_DOCUMENT SEGMENT_
⁂
Microseismic (MS) data is fundamentally different in three ways. First, the seismic source is a break or fracture in the rock, deep beneath the surface. In response to reservoir operations like fluid production, injection or hydraulic fracturing, stresses change and rocks crack, groan and pop like the rigging of an old schooner. Unlike standard controlled-source seismology, in MS each event is a small seismic source with an unknown (x,y,z) location and an unknown source time.

Second, microearthquakes are very weak sources with Richter magnitudes of 0 to −4. To put this in perspective, it would take about 8,000 of those smallest events to match the energy in an ordinary firecracker. Seismic waves from such a source are generally too weak to register at the earth surface due to scattering and absorption by weathered near-surface layers. Consequently, MS data are best recorded by downhole sensors below the weathering zone. This means that, unlike conventional seismic data, MS data acquisition requires the use of monitoring boreholes. Furthermore, with surface seismic data we tell the source when to act and can begin recording data at that time. Since the MS sources can act anytime, we need to listen continuously.

Third, what it means to process MS data and the kind of product created are essentially different from conventional seismic imaging. MS is fundamentally and unavoidably elastic, meaning we must deal with both primary and shear (P and S) waves generated by each MS source. A method of detecting P and S arrivals is needed and must be coordinated among all sensors to ensure that picked events are correctly associated with a common MS event. Assuming all of that is done correctly, we are left with a triangulation problem to locate the MS event location in 3D space. While conventional seismic creates a 3D image of the subsurface, microseismic generates a cloud of subsurface points.

There is more. From a long history of global earthquake science, we know that when rock ruptures, seismic waves are generated with different strengths in various takeoff directions away from the source. In other words, each MS event has not only a time and location, but also a radiation pattern. The radiation pattern is packed with information; it can be inverted to determine an equivalent set of forces that would create the same pattern, and this in turn can be used to determine the nature and orientation of the slippage that caused the MS event. Fractures that open horizontally can be discriminated from vertical ones, north-south trending fractures from those oriented east-west, etc. This is a vast amount of important information.

The heaviest use of MS data to date is frac job monitoring in shale gas plays. Although earlier MS work was done, some of it looking at mapping flow pathways related to conventional hydrocarbon production, shale gas has cranked up the effort by orders of magnitude. Service companies are forming MS divisions, small and nimble new service companies are springing up, and academic research efforts are underway.
⁂
_PROBLEMS TO WORK ON_
1/ Update the microseismic passage starting with "Microseismic (MS) data" and going on through "unknown source time.", replacing "schooner" with "sailing ship".
2/ Check the following statements against the microseismic passage, and for each give yes or no along with the exact words from the passage that settle it.
(a) Microseismic data are best recorded by sensors at the earth surface.
(b) Microearthquakes have Richter magnitudes of 0 to −4.
(c) The heaviest use of microseismic data so far is mapping flow pathways in conventional hydrocarbon production.
3/ Resume the microseismic passage after its final sentence.
⁂
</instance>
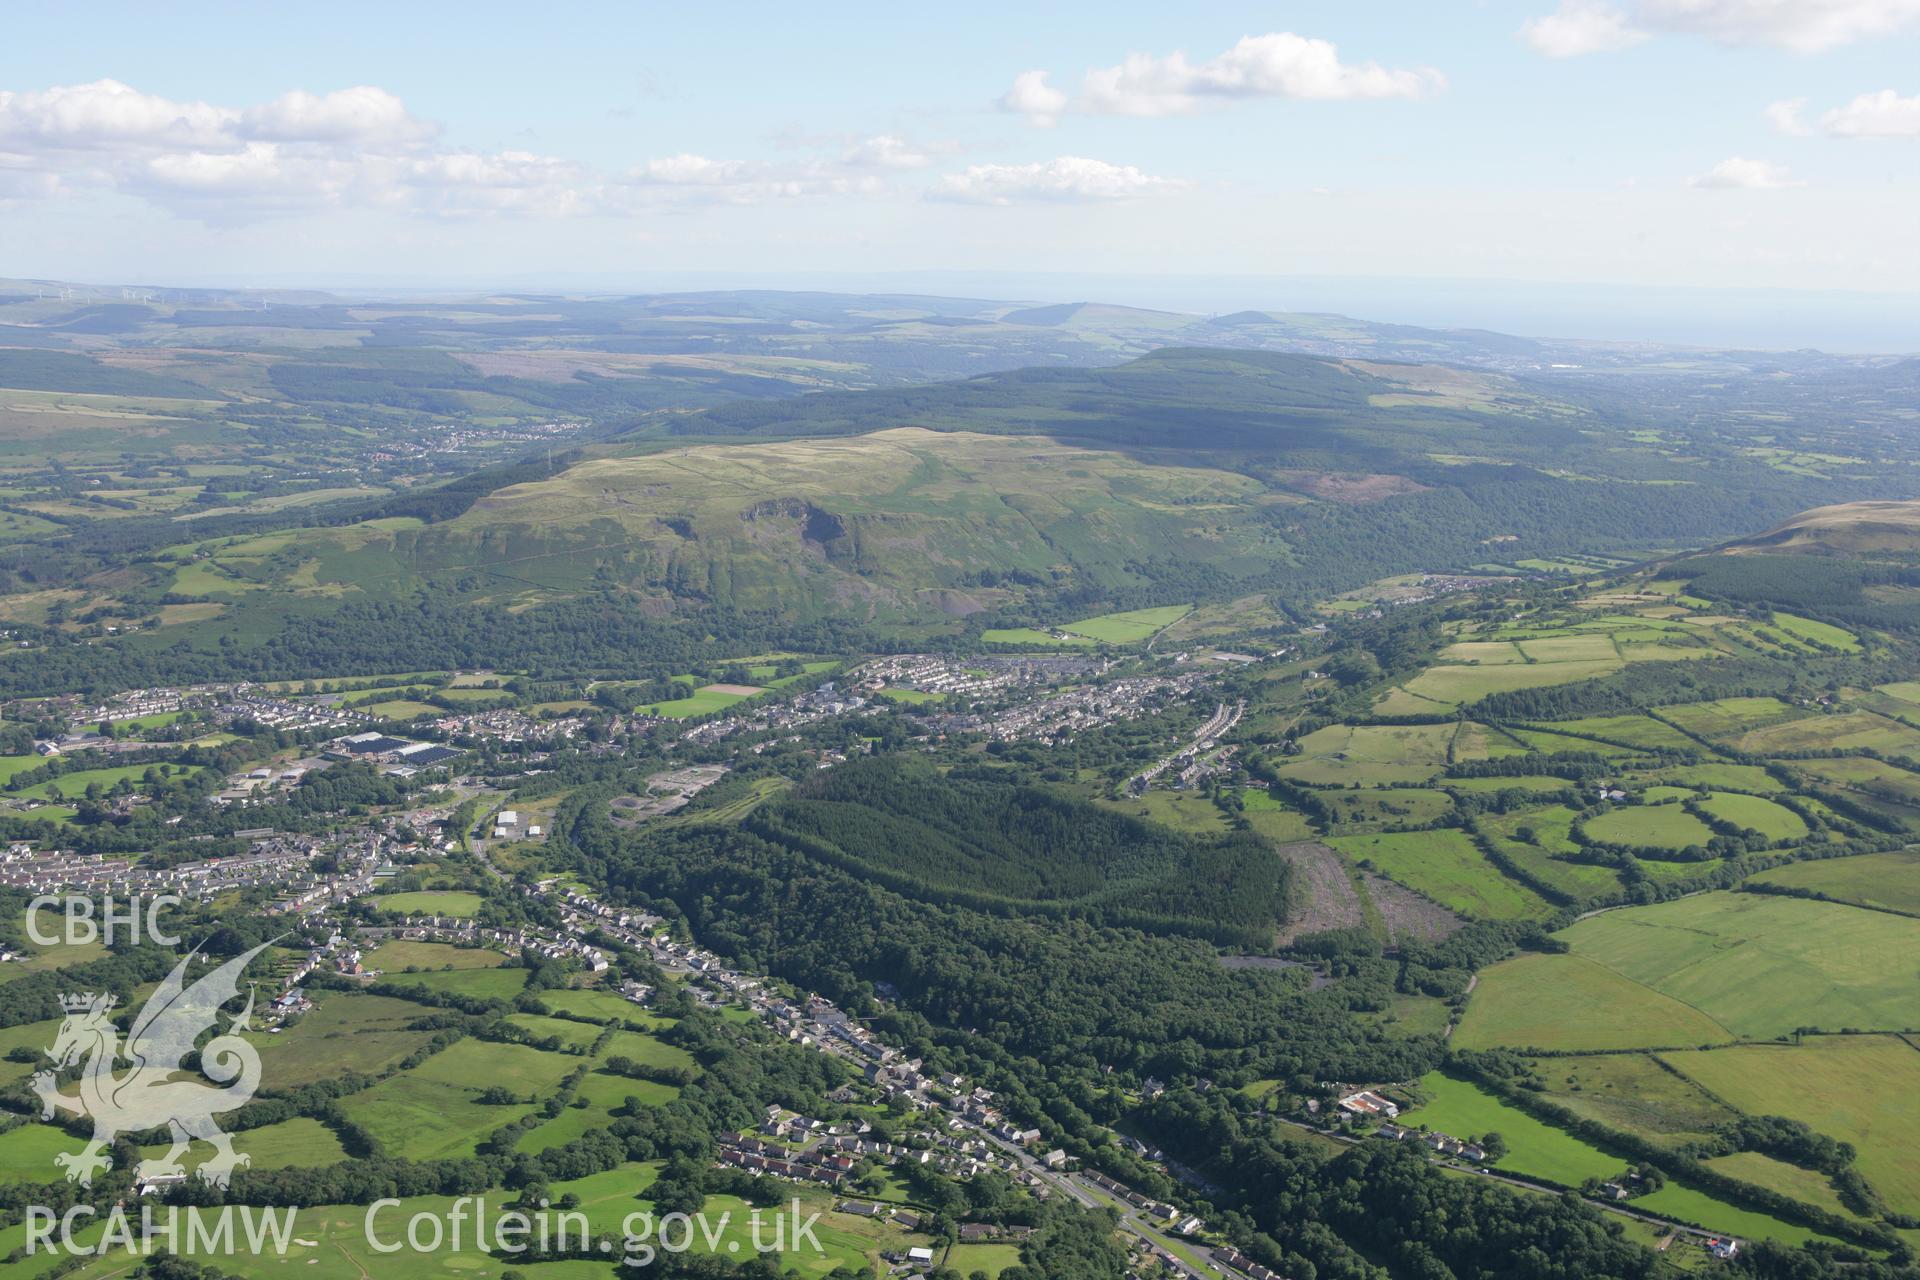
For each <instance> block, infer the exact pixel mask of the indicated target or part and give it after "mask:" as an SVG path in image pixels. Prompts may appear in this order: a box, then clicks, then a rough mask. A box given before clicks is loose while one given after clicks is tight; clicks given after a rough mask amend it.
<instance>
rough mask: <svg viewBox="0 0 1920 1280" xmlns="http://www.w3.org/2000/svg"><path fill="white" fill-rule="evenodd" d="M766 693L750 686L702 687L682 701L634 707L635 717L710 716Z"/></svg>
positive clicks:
⁂
_RESULTS FOR THE EXERCISE_
1/
Microseismic (MS) data is fundamentally different in three ways. First, the seismic source is a break or fracture in the rock, deep beneath the surface. In response to reservoir operations like fluid production, injection or hydraulic fracturing, stresses change and rocks crack, groan and pop like the rigging of an old sailing ship. Unlike standard controlled-source seismology, in MS each event is a small seismic source with an unknown (x,y,z) location and an unknown source time.

2/
(a) No: "MS data are best recorded by downhole sensors below the weathering zone."
(b) Yes: "microearthquakes are very weak sources with Richter magnitudes of 0 to −4."
(c) No: "The heaviest use of MS data to date is frac job monitoring in shale gas plays."

3/
So what is this vital information that MS tells us about frac jobs? Certainly we are not interested in the minutiae of a single event. It is the pattern of vast numbers of events that matter. Shale is so tight that virtually no gas is produced from unfractured rock. Without MS technology, it is simply assumed that the frac job has modified the desired volume of reservoir rock. With MS, we can plot event locations and associate them with stages of the frac job to confirm the affected rock volume. This feedback, well after well, allows an operator to change practices to optimize frac coverage and thus maximize gas yield. The best operators and service companies are on a steep learning curve that is increasing estimated ultimate recoveries dramatically in just the last two to three years.

As good as this is, we are still left with an uneasy feeling, like the old joke about a man looking for his keys under a street lamp because that’s where the light is best. Frac job monitoring only happens where the well is drilled. But we also want to know if we are drilling in the best location, in the mythical Sweet Spot. Here, too, MS has the potential to help.

Over the last two decades, the seismic industry has made tremendous advances in data quality through acquisition and processing research. In parallel, the entire field of 3D seismic attributes has developed until they number in the hundreds: coherence, curvature, variance, spice and too many more to name. Many of these afford extraordinary views of the subsurface, including long linear features that appear to be fracture fairways and trends. But as anyone who interprets satellite imagery will tell you, lineaments (as they call them) are darn near everywhere, and you only know what they mean by ground checking.

Where can we find ground truth about the many conflicting fracture indicators we get from 3D seismic? Consider a 3D seismic volume in which a horizontal shale well is drilled. The well is fractured and MS data acquired. Frac jobs tend to open up the rock first along preexisting zones of weakness like natural fractures. By integrating MS data into the seismic volume, we can explore the universe of 3D attributes looking for a connection. Is there an attribute, or combination of attributes, that can highlight the natural fracture trends indicated by the frac job? If so, we have something new in the world: a 3D seismic fracture mapping tool validated by microseismic data.

The game’s afoot.  wo-box_blue.gif
 


C. L. Liner, a professor at the University of Houston, researches petroleum seismology and CO2 sequestration. He is the former Editor of Geophysics, author of the textbook Elements of 3D Seismology, and a member of SEG, AAPG, AGU and the European Academy of Sciences. Read his blog at http://seismosblog.blogspot.com.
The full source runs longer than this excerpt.